■ **EXERCISE**:
Revise the entries from the line with "Would you please place a dot on the rolled-up" up to and including the line with "point(881, 686)" by replacing "shirt sleeve" with "jacket sleeve" and leaving everything else unchanged. Give back only those lines.

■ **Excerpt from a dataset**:
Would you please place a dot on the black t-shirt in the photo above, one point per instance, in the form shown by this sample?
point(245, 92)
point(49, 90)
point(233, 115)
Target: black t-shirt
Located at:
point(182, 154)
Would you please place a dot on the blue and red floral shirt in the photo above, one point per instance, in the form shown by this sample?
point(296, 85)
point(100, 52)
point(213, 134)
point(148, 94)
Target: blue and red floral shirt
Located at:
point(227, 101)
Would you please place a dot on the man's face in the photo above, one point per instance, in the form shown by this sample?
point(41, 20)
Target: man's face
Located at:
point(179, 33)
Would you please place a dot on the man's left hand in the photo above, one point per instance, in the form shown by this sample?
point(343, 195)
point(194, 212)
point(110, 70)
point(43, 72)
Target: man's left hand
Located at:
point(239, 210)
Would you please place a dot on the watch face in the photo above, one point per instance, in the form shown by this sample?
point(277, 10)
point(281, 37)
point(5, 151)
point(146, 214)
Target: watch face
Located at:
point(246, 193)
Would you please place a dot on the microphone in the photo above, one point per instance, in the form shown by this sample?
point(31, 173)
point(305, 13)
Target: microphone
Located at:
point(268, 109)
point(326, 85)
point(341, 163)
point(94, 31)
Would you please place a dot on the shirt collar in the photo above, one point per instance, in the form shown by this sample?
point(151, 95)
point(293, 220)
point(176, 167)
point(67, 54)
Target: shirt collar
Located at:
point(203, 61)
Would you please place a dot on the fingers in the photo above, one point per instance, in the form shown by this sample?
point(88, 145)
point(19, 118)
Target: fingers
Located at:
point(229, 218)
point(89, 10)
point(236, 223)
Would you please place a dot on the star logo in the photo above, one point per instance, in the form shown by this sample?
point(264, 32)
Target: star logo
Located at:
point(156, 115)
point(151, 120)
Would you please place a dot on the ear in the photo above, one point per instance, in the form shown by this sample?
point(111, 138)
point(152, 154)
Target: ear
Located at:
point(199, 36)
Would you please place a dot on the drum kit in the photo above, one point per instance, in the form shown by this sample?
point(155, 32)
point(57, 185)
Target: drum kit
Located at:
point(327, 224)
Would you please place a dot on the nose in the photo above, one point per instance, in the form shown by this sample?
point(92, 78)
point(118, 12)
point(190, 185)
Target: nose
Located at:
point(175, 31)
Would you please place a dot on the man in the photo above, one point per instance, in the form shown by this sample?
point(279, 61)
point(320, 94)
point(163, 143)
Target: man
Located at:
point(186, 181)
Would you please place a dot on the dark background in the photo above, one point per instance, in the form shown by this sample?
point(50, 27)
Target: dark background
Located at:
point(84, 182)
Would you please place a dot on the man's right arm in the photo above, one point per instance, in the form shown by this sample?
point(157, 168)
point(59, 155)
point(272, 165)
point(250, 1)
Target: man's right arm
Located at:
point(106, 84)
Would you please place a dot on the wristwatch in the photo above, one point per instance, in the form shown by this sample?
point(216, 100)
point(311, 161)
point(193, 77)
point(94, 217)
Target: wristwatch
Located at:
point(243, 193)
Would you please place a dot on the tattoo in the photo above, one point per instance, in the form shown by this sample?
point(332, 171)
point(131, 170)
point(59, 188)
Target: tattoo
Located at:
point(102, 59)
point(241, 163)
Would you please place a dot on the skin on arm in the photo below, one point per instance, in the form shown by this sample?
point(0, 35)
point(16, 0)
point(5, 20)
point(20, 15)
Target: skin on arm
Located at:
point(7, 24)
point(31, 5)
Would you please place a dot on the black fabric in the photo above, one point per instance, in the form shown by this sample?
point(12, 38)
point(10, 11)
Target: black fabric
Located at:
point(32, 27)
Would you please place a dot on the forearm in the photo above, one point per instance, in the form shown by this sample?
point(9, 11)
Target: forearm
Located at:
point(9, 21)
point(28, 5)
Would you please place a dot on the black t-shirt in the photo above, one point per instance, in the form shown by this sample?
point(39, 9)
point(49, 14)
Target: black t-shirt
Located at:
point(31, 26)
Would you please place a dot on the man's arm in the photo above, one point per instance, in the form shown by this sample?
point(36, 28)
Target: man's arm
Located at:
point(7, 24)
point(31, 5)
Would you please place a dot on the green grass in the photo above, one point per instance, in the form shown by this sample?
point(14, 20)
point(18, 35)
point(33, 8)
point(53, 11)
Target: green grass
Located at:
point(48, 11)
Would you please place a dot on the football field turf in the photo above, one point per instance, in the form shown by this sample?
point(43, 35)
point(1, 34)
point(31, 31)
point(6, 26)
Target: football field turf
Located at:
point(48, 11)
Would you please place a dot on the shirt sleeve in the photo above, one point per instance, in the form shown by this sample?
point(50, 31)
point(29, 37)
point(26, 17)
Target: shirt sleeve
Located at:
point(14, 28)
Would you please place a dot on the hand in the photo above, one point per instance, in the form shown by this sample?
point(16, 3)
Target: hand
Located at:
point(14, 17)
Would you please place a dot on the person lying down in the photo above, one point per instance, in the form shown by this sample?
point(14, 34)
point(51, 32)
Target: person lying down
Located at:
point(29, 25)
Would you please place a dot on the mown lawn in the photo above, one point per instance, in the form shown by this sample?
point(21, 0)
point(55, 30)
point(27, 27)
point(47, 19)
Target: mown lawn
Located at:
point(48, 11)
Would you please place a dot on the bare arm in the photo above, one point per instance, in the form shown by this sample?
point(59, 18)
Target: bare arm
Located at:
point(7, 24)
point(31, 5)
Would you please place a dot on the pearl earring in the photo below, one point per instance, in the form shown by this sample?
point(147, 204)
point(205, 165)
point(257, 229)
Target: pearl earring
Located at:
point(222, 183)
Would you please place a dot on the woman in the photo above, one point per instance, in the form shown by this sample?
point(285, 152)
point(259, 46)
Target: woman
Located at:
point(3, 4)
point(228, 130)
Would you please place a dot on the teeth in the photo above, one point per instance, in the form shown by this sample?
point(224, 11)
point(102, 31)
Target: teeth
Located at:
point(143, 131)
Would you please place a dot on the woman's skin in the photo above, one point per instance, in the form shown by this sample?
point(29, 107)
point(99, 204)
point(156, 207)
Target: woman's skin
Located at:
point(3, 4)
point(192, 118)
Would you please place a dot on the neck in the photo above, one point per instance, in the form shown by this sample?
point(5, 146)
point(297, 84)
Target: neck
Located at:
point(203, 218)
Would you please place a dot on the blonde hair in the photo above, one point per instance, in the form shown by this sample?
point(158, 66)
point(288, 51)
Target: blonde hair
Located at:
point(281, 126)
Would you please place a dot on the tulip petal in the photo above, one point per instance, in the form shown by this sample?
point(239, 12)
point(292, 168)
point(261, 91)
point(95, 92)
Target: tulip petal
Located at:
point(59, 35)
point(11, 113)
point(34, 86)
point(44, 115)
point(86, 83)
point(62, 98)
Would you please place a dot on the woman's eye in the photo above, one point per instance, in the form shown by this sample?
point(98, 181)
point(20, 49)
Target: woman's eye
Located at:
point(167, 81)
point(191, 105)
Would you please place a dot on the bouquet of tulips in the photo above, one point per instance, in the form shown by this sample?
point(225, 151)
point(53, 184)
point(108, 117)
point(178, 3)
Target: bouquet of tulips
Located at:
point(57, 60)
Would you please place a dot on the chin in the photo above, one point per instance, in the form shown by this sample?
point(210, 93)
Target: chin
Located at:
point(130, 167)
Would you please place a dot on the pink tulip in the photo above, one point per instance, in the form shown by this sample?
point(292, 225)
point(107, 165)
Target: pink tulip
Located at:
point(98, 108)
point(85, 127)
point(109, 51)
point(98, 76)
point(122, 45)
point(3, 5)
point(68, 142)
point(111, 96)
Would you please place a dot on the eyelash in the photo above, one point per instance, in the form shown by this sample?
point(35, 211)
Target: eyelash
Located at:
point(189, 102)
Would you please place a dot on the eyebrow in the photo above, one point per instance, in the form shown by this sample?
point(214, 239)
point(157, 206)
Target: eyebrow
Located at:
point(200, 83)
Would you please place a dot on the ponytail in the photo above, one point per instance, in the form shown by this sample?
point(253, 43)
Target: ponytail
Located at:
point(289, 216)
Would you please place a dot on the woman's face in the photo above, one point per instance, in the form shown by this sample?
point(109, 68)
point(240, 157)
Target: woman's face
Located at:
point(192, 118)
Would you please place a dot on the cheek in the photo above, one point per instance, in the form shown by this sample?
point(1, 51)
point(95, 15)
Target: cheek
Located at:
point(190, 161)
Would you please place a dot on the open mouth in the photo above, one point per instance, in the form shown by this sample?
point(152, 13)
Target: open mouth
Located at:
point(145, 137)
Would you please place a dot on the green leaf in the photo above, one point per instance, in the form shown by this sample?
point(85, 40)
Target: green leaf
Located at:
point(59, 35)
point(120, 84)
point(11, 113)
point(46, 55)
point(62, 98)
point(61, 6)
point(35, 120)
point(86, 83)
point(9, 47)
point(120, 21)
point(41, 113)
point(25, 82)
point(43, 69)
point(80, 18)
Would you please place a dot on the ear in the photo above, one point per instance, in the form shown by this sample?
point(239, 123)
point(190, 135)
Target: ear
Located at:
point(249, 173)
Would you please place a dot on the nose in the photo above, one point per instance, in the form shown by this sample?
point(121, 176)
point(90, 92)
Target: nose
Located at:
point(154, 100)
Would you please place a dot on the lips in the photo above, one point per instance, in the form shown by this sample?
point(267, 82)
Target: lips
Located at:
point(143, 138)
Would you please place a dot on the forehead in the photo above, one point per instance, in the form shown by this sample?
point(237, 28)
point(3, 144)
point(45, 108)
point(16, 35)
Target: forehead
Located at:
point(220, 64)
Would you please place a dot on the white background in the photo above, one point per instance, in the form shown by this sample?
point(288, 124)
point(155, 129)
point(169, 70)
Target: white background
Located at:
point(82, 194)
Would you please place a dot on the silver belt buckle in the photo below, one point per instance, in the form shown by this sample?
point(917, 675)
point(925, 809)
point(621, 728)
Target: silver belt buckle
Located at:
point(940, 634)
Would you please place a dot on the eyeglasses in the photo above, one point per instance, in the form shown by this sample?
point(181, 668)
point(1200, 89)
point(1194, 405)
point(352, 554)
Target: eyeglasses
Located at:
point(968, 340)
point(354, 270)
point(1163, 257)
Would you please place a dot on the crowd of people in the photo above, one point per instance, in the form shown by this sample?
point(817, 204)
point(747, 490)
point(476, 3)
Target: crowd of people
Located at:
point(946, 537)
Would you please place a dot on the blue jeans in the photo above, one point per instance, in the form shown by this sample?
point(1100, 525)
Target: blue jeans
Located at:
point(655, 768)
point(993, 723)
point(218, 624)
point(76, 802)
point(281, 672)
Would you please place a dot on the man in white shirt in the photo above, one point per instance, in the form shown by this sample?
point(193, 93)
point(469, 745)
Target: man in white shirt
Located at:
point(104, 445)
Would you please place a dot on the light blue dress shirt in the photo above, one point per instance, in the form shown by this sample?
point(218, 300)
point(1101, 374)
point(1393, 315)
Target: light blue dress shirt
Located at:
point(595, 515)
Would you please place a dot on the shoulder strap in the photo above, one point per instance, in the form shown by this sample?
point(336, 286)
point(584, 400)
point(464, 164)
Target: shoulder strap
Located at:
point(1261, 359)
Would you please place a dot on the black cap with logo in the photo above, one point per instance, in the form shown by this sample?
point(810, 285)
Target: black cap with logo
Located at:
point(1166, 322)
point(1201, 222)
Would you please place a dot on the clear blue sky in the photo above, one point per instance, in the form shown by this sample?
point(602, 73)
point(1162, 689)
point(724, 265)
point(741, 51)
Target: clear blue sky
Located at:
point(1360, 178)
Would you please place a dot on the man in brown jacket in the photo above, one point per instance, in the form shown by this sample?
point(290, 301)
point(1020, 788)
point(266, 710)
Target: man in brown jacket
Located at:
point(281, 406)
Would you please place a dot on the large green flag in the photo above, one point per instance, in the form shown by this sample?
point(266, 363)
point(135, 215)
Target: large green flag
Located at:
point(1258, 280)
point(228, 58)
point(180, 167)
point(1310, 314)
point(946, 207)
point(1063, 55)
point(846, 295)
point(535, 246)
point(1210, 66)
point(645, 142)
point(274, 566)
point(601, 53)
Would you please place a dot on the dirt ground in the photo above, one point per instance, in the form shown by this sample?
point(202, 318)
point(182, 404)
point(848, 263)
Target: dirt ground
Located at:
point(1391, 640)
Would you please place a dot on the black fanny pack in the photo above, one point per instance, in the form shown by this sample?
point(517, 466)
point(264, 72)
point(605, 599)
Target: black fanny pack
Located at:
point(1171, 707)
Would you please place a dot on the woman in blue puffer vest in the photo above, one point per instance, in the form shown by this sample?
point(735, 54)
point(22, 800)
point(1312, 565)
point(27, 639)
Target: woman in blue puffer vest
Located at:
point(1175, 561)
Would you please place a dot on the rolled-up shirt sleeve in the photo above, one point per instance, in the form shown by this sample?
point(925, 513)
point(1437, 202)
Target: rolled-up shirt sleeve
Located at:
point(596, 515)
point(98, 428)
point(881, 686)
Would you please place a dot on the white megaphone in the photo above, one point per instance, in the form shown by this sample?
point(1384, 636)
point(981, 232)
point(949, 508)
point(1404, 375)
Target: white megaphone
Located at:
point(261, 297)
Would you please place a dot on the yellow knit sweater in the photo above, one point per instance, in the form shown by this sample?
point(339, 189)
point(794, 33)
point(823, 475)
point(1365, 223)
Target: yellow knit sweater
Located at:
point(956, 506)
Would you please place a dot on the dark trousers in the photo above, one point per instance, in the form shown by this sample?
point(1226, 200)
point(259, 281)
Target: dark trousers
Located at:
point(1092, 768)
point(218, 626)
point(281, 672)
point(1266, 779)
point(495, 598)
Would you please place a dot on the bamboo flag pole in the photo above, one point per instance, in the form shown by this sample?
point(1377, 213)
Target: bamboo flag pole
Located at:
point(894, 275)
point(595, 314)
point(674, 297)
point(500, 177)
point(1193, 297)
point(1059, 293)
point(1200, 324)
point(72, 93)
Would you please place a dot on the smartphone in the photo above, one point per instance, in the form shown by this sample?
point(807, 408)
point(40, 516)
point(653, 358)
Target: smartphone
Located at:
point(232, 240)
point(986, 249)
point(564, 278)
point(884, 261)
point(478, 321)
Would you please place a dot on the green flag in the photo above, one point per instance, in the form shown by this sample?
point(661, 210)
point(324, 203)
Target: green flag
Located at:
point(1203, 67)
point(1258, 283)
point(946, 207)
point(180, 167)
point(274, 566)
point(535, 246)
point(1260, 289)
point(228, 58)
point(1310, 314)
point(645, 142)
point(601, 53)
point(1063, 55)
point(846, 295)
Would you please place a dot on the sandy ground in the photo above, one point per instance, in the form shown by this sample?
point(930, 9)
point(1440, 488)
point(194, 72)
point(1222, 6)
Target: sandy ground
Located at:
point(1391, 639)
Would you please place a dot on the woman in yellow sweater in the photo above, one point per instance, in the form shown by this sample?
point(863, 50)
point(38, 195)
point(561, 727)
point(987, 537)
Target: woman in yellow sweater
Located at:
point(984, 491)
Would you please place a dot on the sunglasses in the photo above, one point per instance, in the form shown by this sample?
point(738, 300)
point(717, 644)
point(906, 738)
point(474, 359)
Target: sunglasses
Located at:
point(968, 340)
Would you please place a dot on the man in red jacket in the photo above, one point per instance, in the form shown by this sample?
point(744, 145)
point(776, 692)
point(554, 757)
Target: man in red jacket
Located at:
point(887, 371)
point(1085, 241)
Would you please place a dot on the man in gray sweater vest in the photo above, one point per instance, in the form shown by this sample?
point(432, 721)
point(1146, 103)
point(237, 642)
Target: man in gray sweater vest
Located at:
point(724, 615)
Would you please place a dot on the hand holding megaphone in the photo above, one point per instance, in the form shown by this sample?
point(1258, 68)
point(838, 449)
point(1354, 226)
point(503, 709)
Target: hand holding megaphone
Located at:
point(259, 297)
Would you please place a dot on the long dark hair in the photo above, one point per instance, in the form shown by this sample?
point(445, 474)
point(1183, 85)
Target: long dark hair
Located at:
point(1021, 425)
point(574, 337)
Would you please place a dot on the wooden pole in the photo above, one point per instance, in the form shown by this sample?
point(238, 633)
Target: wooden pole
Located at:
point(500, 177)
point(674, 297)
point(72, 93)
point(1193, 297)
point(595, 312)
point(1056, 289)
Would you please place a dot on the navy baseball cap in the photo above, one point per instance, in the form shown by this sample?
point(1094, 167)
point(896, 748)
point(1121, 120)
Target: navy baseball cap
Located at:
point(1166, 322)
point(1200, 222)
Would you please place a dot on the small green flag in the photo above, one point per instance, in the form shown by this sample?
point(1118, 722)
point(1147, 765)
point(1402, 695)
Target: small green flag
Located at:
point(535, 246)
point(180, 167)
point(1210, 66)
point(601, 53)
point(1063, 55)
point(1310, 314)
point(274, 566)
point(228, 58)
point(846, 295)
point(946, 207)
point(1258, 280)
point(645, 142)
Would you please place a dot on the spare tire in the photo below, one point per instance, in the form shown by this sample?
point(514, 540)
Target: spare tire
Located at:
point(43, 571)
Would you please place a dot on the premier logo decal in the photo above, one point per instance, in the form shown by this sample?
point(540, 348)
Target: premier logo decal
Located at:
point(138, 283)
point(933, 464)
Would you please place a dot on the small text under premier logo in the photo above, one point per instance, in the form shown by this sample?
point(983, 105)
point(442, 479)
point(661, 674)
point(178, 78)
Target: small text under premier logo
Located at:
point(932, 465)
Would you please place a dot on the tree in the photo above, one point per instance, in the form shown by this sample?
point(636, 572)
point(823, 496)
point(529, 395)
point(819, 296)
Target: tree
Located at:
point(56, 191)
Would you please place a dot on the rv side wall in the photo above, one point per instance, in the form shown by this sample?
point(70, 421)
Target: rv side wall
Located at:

■ **RIGHT ANSWER**:
Would you please place a dot on the rolled-up jacket sleeve in the photo above, one point per instance, in the form shown by this sample?
point(925, 513)
point(1437, 202)
Target: rolled-up jacket sleeve
Located at:
point(596, 515)
point(98, 428)
point(881, 686)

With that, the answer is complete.